[Stored data entries]

***

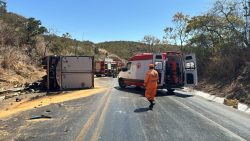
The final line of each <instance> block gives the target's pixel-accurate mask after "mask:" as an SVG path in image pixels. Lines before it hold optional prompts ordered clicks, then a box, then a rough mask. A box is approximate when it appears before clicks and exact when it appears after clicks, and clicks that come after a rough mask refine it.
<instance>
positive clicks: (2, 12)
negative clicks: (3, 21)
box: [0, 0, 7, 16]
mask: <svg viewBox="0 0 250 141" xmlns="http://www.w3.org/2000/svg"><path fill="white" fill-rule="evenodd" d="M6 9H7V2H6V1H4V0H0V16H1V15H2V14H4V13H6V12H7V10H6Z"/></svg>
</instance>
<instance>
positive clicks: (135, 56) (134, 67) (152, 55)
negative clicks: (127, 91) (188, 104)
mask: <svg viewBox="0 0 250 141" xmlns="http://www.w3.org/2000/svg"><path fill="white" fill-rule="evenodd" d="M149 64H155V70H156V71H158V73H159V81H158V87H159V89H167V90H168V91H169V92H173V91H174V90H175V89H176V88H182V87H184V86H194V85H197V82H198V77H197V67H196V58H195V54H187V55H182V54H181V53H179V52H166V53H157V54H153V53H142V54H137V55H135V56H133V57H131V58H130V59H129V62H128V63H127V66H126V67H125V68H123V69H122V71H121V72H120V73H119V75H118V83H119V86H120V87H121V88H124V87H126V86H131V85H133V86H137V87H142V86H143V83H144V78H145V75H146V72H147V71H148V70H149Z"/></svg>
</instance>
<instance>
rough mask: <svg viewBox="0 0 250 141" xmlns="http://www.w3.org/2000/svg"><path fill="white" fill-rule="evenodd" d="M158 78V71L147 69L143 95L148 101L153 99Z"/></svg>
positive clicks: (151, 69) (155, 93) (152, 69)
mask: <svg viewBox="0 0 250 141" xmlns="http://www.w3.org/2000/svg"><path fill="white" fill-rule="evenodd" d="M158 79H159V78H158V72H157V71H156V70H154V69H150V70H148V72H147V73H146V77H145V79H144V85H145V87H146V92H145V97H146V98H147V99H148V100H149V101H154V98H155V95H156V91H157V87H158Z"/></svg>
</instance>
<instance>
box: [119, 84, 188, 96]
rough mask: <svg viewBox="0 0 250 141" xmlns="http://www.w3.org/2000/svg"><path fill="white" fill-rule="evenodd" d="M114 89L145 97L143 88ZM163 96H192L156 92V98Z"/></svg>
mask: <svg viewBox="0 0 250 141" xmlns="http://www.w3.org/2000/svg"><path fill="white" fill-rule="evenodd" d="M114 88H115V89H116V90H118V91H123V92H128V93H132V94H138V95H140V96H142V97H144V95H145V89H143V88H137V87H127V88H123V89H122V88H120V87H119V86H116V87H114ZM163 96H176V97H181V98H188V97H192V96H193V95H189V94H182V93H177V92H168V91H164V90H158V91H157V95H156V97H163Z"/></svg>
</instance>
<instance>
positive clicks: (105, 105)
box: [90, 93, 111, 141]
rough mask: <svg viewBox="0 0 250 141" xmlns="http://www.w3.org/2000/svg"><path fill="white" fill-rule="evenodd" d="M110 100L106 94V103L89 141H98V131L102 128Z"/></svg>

***

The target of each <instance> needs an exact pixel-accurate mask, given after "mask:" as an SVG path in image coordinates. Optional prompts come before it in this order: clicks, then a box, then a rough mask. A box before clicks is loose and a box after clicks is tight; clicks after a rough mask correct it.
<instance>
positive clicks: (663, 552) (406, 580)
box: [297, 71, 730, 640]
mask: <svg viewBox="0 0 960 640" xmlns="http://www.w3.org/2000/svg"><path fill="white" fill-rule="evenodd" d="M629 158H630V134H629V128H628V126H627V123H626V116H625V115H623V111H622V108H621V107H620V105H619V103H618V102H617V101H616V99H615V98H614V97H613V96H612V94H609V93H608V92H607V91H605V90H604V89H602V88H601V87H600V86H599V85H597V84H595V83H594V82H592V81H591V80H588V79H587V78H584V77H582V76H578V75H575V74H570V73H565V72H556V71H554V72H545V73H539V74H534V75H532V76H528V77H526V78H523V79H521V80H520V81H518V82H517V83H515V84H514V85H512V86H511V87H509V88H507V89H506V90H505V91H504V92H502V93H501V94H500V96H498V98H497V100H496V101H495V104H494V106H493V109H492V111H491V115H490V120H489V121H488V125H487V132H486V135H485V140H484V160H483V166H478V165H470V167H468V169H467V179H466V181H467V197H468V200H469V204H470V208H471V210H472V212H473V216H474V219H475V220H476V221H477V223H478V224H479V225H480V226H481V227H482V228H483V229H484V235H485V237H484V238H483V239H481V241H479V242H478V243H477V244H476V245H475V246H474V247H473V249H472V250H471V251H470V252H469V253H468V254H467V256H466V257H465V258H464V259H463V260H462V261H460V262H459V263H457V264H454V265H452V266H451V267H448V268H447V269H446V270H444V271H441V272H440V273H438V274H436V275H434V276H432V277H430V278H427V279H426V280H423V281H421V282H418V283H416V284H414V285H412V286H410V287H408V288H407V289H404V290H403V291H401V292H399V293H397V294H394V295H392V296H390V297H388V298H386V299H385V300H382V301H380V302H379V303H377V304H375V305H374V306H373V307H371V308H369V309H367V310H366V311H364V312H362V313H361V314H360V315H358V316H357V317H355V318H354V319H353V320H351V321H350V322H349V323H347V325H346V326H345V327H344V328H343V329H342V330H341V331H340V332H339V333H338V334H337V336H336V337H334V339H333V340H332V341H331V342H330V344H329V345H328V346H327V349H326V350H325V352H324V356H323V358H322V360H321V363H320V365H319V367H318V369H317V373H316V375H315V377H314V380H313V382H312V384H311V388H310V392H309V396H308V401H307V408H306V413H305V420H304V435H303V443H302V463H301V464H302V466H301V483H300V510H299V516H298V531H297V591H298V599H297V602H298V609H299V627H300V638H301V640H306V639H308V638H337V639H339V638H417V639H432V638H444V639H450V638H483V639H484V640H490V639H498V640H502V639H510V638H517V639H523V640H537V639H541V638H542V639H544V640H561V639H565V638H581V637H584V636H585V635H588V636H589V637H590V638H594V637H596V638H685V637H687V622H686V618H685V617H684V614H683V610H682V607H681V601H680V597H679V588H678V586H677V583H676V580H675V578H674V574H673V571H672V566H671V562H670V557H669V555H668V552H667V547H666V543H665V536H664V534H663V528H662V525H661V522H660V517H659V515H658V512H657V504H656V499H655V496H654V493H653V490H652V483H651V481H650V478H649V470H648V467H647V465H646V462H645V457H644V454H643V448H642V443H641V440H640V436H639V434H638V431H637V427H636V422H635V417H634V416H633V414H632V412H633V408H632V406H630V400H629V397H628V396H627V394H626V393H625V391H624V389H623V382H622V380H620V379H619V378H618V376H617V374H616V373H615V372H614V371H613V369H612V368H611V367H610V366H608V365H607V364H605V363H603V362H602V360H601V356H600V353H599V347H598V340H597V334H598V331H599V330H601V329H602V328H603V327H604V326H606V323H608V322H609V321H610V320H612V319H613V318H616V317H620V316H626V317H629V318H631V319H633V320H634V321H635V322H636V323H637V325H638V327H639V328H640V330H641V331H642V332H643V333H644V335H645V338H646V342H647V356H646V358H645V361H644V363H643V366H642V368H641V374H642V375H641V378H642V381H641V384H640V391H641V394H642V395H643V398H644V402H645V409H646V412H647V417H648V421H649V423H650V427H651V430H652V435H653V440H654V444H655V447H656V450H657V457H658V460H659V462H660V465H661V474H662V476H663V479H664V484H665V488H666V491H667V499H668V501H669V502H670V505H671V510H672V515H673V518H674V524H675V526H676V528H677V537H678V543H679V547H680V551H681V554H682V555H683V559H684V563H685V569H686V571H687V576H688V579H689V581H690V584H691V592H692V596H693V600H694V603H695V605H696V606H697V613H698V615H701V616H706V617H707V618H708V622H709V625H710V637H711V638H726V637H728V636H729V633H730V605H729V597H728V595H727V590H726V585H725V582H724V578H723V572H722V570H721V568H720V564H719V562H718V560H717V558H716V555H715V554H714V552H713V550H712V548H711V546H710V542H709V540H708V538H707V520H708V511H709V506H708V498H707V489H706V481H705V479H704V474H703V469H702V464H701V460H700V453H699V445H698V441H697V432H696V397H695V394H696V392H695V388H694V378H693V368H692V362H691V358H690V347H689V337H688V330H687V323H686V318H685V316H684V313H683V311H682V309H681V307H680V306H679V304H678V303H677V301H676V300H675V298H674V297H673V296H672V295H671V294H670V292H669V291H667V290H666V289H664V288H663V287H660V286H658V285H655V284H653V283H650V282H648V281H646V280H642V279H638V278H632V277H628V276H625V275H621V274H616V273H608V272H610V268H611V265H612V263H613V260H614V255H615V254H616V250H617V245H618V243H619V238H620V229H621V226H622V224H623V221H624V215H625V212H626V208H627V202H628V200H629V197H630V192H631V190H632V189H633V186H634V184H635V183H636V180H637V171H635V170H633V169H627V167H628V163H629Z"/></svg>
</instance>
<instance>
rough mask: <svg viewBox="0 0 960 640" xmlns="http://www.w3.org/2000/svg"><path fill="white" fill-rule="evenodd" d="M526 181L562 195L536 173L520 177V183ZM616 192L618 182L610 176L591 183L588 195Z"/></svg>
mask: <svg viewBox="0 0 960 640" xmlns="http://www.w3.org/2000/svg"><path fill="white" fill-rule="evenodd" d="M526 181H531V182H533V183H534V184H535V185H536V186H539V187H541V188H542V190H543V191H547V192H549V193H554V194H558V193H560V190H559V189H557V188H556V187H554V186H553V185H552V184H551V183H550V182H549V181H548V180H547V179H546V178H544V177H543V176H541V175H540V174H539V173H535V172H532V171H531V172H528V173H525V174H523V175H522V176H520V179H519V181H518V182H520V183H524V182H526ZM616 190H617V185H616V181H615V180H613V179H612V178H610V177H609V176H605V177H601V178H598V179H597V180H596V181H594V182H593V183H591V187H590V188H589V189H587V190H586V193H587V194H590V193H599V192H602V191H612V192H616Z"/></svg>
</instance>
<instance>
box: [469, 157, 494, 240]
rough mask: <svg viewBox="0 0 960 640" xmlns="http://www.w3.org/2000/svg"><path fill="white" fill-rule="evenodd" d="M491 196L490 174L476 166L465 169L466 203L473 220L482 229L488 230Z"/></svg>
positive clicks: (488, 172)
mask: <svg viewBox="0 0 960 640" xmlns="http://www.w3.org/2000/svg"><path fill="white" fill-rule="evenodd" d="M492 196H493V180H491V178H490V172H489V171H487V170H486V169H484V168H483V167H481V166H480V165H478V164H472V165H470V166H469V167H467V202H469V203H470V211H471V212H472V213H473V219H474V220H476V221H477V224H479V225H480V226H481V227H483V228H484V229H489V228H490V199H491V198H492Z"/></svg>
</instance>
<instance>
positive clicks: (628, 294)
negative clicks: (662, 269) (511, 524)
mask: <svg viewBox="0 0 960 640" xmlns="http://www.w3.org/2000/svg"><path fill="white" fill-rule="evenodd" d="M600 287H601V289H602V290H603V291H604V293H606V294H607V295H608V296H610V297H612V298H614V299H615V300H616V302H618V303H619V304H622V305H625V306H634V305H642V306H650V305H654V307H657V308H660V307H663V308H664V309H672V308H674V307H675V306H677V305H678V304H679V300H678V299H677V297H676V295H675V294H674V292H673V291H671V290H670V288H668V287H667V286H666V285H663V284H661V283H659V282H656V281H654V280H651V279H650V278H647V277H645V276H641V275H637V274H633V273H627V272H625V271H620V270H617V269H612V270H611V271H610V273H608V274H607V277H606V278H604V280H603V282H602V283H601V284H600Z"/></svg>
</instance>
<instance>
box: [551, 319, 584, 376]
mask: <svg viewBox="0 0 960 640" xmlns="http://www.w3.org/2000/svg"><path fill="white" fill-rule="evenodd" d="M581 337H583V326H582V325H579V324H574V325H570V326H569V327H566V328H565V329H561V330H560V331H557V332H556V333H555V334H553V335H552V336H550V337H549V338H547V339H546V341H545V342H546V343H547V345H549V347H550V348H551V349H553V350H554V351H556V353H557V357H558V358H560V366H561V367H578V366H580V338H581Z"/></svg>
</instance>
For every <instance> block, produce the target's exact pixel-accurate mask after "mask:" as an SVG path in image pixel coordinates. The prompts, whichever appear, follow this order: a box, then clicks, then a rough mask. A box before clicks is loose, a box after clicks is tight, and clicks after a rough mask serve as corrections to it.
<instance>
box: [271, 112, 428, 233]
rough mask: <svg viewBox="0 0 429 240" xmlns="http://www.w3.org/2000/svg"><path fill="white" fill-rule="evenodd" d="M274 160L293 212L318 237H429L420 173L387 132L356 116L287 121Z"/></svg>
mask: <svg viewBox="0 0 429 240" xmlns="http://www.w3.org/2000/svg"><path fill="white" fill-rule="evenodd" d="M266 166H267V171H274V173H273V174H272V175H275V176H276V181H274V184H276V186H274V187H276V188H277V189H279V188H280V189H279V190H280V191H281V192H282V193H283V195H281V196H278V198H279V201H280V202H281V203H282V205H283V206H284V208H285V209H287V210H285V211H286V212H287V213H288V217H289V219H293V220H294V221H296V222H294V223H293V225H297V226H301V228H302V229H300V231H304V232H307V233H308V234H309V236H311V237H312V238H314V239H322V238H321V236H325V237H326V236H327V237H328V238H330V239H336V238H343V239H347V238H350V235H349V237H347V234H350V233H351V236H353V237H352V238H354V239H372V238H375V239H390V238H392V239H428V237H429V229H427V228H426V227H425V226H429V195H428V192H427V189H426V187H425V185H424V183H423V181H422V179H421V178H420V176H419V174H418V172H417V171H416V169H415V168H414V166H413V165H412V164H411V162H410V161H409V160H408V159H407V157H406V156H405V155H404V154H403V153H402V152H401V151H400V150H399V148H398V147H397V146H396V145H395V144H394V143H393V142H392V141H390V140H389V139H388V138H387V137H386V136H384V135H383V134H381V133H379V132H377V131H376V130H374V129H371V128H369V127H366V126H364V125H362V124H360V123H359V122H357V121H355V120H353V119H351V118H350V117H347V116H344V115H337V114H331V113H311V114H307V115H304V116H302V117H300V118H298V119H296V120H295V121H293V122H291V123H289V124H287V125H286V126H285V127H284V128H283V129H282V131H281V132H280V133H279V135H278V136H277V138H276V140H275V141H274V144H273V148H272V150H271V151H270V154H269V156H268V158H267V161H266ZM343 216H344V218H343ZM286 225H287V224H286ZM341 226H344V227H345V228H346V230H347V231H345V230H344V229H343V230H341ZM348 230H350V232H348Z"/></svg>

***

[INSTRUCTIONS TO FOLLOW] List each line in the rows above that contains the string "prompts".

[RESPONSE BOX]
The final line of each <instance> block gives the target's pixel-accurate mask after "mask:" as an SVG path in image pixels. Lines before it hold optional prompts ordered clicks, then a box, then a rough mask. A box is approximate when it appears before clicks and exact when it appears after clicks, and clicks that come after a rough mask refine it.
The target of each <instance> needs an exact pixel-accurate mask, given after "mask:" as an SVG path in image coordinates. Optional prompts come before it in this order: clicks, then a box, then a rough mask. A box before clicks is loose and a box after clicks is tight; clicks after a rough mask correct it.
For every <instance> block, produce the target's exact pixel-accurate mask after "mask:" as an SVG path in image pixel coordinates. The prompts, whichever appear, follow this order: a box, then clicks, then a rough mask. A box before clicks is loose, a box after clicks is tight, and clicks after a rough mask serve as corrections to it.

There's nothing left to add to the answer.